**PROBLEM TO SOLVE**
Only lines with the string "abdomen" are wanted. Pull them out of the data.

**EXTRACTED INFORMATION**
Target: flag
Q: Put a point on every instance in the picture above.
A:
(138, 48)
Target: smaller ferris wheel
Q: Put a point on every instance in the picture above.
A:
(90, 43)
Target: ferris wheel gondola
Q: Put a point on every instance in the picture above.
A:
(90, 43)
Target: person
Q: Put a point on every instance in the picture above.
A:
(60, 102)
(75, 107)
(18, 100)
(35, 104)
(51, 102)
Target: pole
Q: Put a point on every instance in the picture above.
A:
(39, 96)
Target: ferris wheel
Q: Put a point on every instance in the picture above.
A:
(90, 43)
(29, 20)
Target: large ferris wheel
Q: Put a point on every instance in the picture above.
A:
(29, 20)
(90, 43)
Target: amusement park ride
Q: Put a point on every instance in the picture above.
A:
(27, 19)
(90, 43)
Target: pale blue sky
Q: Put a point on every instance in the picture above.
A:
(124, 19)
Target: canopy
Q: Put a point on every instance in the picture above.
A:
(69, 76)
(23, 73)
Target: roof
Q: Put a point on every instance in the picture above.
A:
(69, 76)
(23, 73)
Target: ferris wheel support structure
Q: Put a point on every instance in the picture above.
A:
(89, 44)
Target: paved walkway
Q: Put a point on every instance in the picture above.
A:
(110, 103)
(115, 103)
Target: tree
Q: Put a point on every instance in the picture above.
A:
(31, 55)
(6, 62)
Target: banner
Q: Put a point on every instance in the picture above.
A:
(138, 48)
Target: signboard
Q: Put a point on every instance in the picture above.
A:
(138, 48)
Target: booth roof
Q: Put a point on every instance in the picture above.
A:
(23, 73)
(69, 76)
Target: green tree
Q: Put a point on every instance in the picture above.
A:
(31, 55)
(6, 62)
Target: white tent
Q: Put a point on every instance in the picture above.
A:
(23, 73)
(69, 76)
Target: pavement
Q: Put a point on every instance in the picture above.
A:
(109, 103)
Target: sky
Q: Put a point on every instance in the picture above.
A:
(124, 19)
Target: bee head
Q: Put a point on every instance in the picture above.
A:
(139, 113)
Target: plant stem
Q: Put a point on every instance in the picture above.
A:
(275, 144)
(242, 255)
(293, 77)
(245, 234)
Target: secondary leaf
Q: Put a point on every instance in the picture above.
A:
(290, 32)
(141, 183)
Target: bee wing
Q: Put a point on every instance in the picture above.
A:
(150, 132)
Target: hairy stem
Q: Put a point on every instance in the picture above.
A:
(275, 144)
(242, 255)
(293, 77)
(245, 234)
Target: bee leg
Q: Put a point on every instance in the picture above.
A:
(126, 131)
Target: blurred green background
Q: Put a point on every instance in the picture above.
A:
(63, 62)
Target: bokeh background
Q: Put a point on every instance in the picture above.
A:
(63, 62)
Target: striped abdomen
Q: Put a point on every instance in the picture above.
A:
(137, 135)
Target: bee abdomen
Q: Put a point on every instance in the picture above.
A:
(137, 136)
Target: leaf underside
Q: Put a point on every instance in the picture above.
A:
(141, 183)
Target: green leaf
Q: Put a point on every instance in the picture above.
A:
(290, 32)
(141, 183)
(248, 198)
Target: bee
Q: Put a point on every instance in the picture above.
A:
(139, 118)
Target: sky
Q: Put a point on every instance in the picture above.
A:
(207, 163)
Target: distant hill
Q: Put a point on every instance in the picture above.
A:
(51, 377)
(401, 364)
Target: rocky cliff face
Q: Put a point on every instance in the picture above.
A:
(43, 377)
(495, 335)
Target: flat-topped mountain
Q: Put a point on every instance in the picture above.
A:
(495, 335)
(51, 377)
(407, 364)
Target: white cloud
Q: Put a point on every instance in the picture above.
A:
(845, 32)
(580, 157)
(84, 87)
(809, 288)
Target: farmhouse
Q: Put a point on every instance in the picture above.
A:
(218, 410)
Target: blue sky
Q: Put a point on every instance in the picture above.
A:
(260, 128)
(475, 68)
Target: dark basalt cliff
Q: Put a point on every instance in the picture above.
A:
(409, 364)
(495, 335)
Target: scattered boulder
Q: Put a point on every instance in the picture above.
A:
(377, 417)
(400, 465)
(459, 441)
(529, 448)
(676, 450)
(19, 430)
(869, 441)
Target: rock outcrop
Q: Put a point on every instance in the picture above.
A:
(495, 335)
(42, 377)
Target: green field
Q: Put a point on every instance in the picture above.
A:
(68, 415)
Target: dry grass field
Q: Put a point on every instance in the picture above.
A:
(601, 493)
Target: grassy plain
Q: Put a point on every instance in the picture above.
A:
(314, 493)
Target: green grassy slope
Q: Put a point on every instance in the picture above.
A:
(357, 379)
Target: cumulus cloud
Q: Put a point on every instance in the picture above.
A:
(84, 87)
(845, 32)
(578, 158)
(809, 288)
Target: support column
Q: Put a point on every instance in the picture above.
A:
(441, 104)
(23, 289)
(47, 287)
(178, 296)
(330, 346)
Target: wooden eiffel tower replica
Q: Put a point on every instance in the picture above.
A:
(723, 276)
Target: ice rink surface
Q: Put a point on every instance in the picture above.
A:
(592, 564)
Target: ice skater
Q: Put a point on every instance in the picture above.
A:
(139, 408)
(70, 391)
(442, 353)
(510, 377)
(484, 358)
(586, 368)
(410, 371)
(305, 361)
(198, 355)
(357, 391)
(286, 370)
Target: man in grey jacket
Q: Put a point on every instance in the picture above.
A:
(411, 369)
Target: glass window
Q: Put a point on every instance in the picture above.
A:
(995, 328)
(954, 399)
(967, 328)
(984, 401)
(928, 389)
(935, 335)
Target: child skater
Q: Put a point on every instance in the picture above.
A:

**ANSWER SPACE**
Target: striped abdomen
Target: bee abdomen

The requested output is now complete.